### Directions
a) Reproduce word for word the passage of the Ollama setup guide from "Model files land" up to and including "Ctrl+D to exit.".
b) In the Ollama setup guide, where do model files go by default?

### Text shown
-------------------------
Stop paying per-token fees. Here's how to run powerful LLMs on your own hardware in under 10 minutes, with the workflows that actually matter once you're up and running.

Running Local LLMs Made Easy: A Practical Ollama Setup Guide

Let's be honest — calling an API for every little test is a pain. Latency, costs, rate limits, and the nagging feeling that you're shipping your prompts somewhere you shouldn't. Ollama fixes that.

It drops a full LLM runtime on your machine, no GPU rack required (though it helps), and gets you from zero to running in about as long as it takes to grab a coffee.

What You'll Need

A Mac, Linux box, or Windows with WSL2
8GB RAM minimum (16GB recommended for 7B models, 32GB for 13B+)
Optionally: an NVIDIA GPU with CUDA support

Step 1: Install It

bash

# macOS
brew install ollama
# Linux (one-liner)
curl -fsSL https://ollama.com/install.sh | sh
# Verify
ollama --version

That's it. No Docker, no Python environment juggling, no config files to hand-craft.

Step 2: Pull a Model

bash

# The lightweight workhorse — runs on most hardware
ollama pull llama3.2
# Want something beefier?
ollama pull llama3.2:13b
# Mistral if you prefer that vibe
ollama pull mistral
# Check what's on disk
ollama list

Model files land in ~/.ollama/models/ by default. Plan your storage accordingly.

Step 3: Run It

bash

ollama run llama3.2

You're dropped into an interactive prompt. Query it, paste code, ask questions. Hit Ctrl+D to exit.
-------------------------
### Entries shown
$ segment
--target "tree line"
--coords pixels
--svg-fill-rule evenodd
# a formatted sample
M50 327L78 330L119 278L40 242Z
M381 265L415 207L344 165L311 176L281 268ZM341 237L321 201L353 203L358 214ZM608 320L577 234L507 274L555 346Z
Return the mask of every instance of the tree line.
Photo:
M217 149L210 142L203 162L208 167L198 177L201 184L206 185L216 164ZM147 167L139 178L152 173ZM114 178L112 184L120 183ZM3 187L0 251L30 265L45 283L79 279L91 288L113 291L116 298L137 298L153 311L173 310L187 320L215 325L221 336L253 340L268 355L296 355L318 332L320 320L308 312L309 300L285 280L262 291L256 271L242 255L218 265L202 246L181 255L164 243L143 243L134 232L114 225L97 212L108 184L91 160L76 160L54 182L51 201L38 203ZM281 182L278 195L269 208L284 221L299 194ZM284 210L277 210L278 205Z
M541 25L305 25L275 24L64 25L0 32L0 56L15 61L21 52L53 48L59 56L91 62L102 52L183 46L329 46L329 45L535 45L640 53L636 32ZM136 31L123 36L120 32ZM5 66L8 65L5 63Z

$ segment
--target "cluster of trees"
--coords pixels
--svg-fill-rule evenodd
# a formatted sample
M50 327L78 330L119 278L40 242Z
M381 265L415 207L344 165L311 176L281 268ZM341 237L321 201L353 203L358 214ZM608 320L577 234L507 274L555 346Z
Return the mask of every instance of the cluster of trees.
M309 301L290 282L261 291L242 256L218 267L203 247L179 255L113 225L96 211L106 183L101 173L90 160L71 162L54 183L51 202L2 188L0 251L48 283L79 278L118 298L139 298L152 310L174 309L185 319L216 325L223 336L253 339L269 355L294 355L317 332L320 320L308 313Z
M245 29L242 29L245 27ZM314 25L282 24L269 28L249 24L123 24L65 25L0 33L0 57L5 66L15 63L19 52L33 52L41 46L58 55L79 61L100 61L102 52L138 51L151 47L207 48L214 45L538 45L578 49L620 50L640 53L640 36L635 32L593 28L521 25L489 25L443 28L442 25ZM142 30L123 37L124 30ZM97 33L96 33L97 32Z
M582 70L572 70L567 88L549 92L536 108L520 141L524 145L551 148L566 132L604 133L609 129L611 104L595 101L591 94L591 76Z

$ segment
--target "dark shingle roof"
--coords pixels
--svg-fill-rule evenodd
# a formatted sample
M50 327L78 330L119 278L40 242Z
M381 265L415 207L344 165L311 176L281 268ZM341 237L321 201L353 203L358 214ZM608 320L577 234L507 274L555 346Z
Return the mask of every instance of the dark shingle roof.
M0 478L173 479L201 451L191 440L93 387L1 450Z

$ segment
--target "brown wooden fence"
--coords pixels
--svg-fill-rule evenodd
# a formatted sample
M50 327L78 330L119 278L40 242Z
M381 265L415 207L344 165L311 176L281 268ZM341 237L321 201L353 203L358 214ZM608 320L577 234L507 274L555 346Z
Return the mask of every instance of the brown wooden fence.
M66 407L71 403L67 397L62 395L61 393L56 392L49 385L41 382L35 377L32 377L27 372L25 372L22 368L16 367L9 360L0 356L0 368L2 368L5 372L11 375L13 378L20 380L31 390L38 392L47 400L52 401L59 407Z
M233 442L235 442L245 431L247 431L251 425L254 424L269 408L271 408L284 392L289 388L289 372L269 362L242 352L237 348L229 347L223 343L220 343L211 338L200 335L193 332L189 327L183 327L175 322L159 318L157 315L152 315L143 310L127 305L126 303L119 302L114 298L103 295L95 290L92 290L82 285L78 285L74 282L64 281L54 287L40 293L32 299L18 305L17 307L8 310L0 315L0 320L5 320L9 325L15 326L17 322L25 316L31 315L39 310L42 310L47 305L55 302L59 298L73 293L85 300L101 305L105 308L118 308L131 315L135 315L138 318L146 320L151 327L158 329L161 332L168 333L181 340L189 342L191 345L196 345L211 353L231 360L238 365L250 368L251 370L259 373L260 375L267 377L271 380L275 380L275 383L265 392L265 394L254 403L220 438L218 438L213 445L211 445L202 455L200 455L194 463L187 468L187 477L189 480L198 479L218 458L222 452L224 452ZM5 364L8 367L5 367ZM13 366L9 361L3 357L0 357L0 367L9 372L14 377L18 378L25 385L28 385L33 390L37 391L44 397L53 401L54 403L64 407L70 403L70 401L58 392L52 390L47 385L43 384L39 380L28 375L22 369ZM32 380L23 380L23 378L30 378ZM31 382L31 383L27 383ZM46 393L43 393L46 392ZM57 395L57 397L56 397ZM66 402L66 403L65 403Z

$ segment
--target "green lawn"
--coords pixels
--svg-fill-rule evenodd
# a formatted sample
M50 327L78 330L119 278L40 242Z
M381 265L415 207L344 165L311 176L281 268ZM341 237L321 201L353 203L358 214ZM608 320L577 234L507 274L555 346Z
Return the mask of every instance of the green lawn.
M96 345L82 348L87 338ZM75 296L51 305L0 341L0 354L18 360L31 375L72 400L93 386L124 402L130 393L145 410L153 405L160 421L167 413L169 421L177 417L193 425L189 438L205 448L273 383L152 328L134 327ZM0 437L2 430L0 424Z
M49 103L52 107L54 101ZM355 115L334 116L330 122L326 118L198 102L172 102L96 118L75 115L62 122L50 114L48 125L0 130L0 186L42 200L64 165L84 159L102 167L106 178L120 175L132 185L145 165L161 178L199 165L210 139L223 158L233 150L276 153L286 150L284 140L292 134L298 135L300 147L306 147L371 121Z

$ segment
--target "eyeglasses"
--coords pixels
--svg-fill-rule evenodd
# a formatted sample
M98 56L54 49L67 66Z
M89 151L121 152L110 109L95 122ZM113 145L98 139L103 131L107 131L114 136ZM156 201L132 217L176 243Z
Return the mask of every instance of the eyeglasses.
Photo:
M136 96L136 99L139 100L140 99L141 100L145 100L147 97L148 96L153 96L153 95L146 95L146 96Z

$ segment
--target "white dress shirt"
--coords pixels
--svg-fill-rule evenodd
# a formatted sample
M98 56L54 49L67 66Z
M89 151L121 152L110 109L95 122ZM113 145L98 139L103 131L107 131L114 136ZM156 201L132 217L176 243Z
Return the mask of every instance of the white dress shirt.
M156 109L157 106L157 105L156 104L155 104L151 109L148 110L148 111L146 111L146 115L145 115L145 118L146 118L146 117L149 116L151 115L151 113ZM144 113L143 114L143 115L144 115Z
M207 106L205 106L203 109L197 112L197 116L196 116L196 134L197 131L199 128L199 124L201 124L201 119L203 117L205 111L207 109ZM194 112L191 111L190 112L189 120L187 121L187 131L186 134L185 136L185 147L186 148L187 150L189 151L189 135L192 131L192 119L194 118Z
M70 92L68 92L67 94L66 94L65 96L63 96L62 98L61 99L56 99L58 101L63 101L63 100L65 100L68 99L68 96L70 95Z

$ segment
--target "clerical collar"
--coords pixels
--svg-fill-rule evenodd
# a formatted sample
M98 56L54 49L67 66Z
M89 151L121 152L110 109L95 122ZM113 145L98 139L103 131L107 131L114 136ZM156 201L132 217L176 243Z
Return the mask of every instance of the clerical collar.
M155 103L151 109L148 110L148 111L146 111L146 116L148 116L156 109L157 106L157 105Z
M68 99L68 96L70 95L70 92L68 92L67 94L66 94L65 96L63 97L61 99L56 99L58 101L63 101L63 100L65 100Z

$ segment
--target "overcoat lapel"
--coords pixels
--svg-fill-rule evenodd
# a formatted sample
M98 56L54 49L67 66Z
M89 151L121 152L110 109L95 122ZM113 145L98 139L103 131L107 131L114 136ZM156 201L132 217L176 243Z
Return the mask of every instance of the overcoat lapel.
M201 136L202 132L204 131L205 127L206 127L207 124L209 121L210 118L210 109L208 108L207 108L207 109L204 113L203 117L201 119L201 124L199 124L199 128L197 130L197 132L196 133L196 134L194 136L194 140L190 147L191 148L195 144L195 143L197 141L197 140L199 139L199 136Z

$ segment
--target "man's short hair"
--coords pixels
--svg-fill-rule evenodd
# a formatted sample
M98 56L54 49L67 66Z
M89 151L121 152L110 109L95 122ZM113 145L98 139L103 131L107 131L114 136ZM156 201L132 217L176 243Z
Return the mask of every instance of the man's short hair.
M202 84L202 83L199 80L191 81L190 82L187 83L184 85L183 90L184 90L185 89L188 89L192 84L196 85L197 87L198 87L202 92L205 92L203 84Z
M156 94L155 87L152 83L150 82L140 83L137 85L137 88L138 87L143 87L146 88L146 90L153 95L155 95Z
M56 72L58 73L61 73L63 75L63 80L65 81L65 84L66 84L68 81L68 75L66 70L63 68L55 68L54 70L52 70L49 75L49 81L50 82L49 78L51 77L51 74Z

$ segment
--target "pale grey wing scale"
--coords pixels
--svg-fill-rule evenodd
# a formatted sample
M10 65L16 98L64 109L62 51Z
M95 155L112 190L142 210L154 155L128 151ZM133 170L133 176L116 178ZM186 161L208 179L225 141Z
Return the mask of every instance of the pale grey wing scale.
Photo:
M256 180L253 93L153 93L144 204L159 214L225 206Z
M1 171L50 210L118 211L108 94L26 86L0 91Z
-------------------------
### Numbered responses
a)
Model files land in ~/.ollama/models/ by default. Plan your storage accordingly.

Step 3: Run It

bash

ollama run llama3.2

You're dropped into an interactive prompt. Query it, paste code, ask questions. Hit Ctrl+D to exit.

b) ~/.ollama/models/